Data to process below:

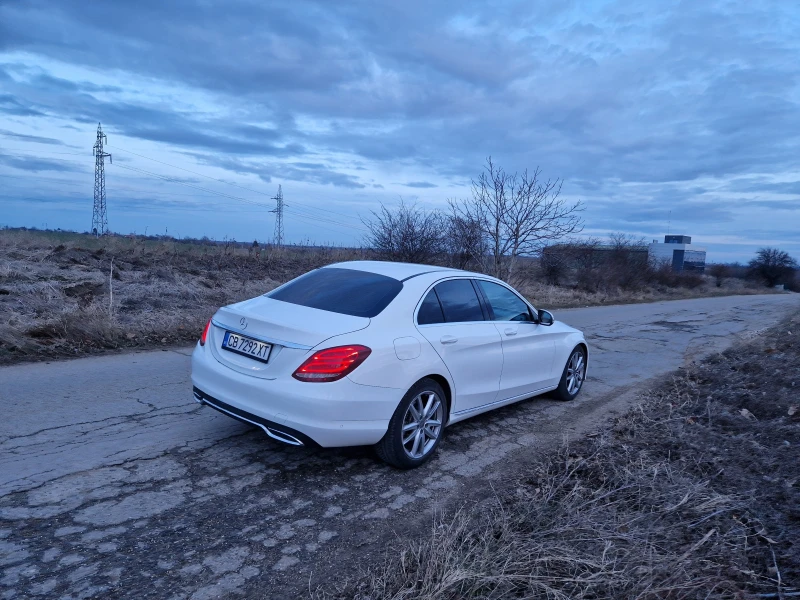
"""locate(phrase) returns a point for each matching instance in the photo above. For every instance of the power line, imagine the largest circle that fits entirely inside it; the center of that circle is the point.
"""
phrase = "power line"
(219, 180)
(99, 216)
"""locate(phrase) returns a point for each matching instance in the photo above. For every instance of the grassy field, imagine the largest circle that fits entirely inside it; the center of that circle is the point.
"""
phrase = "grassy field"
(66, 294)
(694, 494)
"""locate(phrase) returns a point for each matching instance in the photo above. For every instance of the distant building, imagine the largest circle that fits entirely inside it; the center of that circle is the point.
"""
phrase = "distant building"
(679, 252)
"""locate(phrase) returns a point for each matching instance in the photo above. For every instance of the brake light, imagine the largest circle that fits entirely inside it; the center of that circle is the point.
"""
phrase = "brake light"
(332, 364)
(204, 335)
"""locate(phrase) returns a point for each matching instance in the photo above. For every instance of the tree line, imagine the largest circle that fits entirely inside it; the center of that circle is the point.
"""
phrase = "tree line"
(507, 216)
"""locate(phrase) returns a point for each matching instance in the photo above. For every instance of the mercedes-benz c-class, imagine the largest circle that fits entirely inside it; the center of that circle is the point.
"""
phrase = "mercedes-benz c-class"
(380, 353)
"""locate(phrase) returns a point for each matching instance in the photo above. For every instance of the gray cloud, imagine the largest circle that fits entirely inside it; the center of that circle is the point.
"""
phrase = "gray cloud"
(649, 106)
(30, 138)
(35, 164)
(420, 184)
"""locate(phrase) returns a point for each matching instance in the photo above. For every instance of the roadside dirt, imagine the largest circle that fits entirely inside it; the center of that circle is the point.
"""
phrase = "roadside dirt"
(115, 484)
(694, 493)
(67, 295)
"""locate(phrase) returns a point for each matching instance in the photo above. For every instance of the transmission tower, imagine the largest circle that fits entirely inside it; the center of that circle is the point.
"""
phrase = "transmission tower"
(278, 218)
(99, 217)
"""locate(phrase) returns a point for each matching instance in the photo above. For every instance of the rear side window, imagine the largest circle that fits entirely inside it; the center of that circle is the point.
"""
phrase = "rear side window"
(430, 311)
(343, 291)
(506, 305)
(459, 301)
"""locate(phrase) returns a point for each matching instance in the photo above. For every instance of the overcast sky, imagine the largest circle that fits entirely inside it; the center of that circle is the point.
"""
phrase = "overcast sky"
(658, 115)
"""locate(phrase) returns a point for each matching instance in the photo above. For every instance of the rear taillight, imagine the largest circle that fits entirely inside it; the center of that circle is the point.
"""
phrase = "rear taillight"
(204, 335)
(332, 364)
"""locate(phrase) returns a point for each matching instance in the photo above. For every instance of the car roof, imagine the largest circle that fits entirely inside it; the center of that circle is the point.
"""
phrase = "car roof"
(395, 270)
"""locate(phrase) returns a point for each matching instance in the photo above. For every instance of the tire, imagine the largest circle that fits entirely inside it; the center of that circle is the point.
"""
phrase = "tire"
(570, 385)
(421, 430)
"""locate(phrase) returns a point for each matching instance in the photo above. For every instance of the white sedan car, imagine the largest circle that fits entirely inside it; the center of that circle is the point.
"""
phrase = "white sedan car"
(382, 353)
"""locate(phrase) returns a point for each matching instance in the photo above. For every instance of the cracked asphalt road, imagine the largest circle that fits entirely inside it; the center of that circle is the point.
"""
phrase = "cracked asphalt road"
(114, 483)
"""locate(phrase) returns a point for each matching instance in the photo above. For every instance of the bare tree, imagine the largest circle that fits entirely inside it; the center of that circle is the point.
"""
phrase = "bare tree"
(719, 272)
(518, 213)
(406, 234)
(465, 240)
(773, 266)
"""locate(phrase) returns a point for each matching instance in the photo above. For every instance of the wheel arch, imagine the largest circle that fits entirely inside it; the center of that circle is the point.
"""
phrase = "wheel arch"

End of Data to process.

What to do:
Return the listing above unaltered, omitting its pictures.

Finished task:
"""locate(phrase) returns a point for each matching instance in the photo above. For every instance of the power line, imagine the largest circle that fits entirely inside it; the center of that circle is the point.
"""
phrase = "power line"
(219, 180)
(99, 216)
"""locate(phrase) returns a point for each matching instance in the photo above. For every instance of the grassy field, imagine the largest circle that fits entirely inside it; the center of that circle is the point.
"""
phrase = "grassy field"
(66, 294)
(694, 494)
"""locate(phrase) returns a point for each matching instance in the photo above. For every instance of the distant building, imagine the largest circle that fits entirely inside it; the center of that circle is the point.
"""
phrase = "distant building"
(679, 252)
"""locate(phrase) returns a point for each matching instance in the photo above. For every instance of the brake light, imagine the largest circle that fits entirely inside it; the center of that circle is the point.
"""
phrase = "brake light"
(332, 364)
(204, 335)
"""locate(phrase) returns a point for each matching instance in the photo above. For every instance of the tree line, imagine the largest circle that fits entirely inside it; the center of that circle is the point.
"""
phrase = "tree line"
(507, 216)
"""locate(phrase) returns a point for each matching instance in the photo above. For every instance of the mercedes-benz c-class, imagine the largest circle that fits entirely inside it; the center of that circle is the point.
"""
phrase = "mercedes-benz c-class"
(380, 353)
"""locate(phrase) returns a point for each matching instance in the photo above. For every instance of the gray cloud, imagine the largest circle that fits entirely inside it; the center of that circle is the point.
"""
phrase = "gray cloud"
(649, 106)
(30, 138)
(35, 164)
(420, 184)
"""locate(phrase) returns a point for each matching instance in the photo above. For every instance of the roadside dirt, imagine the largest circle that fits entirely inside it; the center of that circle is the point.
"""
phrase = "roadside dirt"
(115, 484)
(694, 493)
(67, 295)
"""locate(phrase) returns a point for each matching instance in the photo above. For every instance of the transmission tower, imagine the largest circle that fits entirely inside it; the center of that circle is the point.
"""
phrase = "transmission tower"
(278, 218)
(99, 217)
"""locate(phrase) returns a point for each matching instance in the photo above. For every instance of the rear side window, imagine the largest circle that fits entirely inside it; the center of that circle is the point.
"""
phrase = "rear side window"
(430, 311)
(343, 291)
(506, 305)
(459, 301)
"""locate(phrase) returns a point for each matching instance in the photo above. For every instance of the overcast sky, imagine the largest circle that fits entirely inside it; the center of that circle is the point.
"""
phrase = "overcast sky"
(658, 115)
"""locate(phrase) returns a point for each matching instance in the photo above. For every instance of the rear taillight, imagine the largest circle that fits entirely inside it; the center of that circle is the point.
"""
phrase = "rear taillight"
(204, 335)
(332, 364)
"""locate(phrase) returns a point for each matching instance in the photo above. For every instance of the car roof, imagine the largest circle that fits entirely inside it; the center of that circle is the point.
"""
phrase = "car roof"
(395, 270)
"""locate(phrase) returns a point for each matching instance in the photo above. For every instance of the tire, imagine the largest circle that fits entirely inside it; the center of that circle is the point.
"""
phrase = "tire"
(570, 385)
(421, 430)
"""locate(phrase) returns a point for each matching instance in the photo above. For every instance of the white sedan car, imagine the largest circle that fits entirely inside it; the center of that circle is the point.
"""
phrase = "white sedan car"
(382, 353)
"""locate(phrase) returns a point for each matching instance in the photo above. For every instance of the cracked asphalt road, imagine the largest circle that fits entirely inside it; the center of that circle is the point.
"""
phrase = "cracked asphalt road"
(114, 483)
"""locate(phrase) returns a point for each matching instance in the photo above. For every instance of the bare tree, imagine the largest circle that fits entirely inside it; the center of that circle is the point.
"""
phrase = "bare tree"
(719, 272)
(518, 213)
(406, 234)
(465, 240)
(773, 266)
"""locate(phrase) returns a point for each matching instance in the photo above. For every instance of the wheel arch, imagine the largest circle that fits entirely inside it; the center of that circle is the point.
"""
phrase = "wheel arch"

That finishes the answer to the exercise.